> **Task objective**:
Rewrite the items from the very beginning through the line containing "<point>346,228</point>", changing every "thickest" to "widest" and keeping everything else the same. Leave the pictures out of your answer.

> **The data**:
########

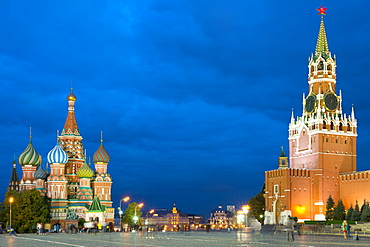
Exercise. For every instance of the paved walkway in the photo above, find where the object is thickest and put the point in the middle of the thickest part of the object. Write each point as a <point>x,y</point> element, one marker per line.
<point>172,239</point>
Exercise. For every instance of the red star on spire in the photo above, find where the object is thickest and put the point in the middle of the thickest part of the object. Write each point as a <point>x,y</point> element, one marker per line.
<point>322,10</point>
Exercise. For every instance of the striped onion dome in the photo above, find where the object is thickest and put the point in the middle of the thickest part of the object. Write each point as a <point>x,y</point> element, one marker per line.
<point>40,173</point>
<point>30,156</point>
<point>101,155</point>
<point>85,171</point>
<point>57,155</point>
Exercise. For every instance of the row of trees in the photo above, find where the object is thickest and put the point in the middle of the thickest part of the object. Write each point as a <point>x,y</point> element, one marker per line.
<point>28,209</point>
<point>338,212</point>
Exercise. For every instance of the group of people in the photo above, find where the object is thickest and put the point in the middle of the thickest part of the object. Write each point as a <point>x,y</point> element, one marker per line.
<point>40,229</point>
<point>346,228</point>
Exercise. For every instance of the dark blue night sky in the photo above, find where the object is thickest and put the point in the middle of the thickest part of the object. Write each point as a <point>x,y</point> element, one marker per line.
<point>193,97</point>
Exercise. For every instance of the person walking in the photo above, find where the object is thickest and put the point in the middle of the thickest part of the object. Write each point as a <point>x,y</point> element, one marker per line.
<point>344,229</point>
<point>290,228</point>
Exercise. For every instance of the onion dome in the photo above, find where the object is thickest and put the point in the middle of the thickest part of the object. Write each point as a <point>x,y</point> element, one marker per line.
<point>71,96</point>
<point>101,155</point>
<point>85,171</point>
<point>57,155</point>
<point>40,173</point>
<point>30,156</point>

########

> **Full output**:
Exercise. For every instance of the paved walkway in the photo above, find where the object is widest and put the point in the middle of the widest part of the object. Write each point as a <point>x,y</point> element, one marker per line.
<point>172,239</point>
Exercise. For every instance of the red star on spire in the photo above, find where the object is widest and put the point in the middle of the widest part of the object. Write each point as a <point>x,y</point> element, one marker per line.
<point>322,10</point>
Exercise. For every instance of the striped onion dome in the photo above, find where the object is widest and put the point in the middle of the widest part of the object. Write each point as a <point>x,y</point> element, one marker per line.
<point>40,173</point>
<point>30,156</point>
<point>101,155</point>
<point>85,171</point>
<point>57,155</point>
Exercise. For every instance of the row of trees in the photo above, find where the object is widest and put the point in the middle of the widest part of the object. Write each point as a <point>x,y</point> element, one marker per line.
<point>28,209</point>
<point>338,212</point>
Exercise. For every instance of the group of people in the photo above, find where the object is widest and put the point in the middle of the widest part of the object. Write each point as a <point>x,y</point> element, one marker per line.
<point>40,229</point>
<point>346,228</point>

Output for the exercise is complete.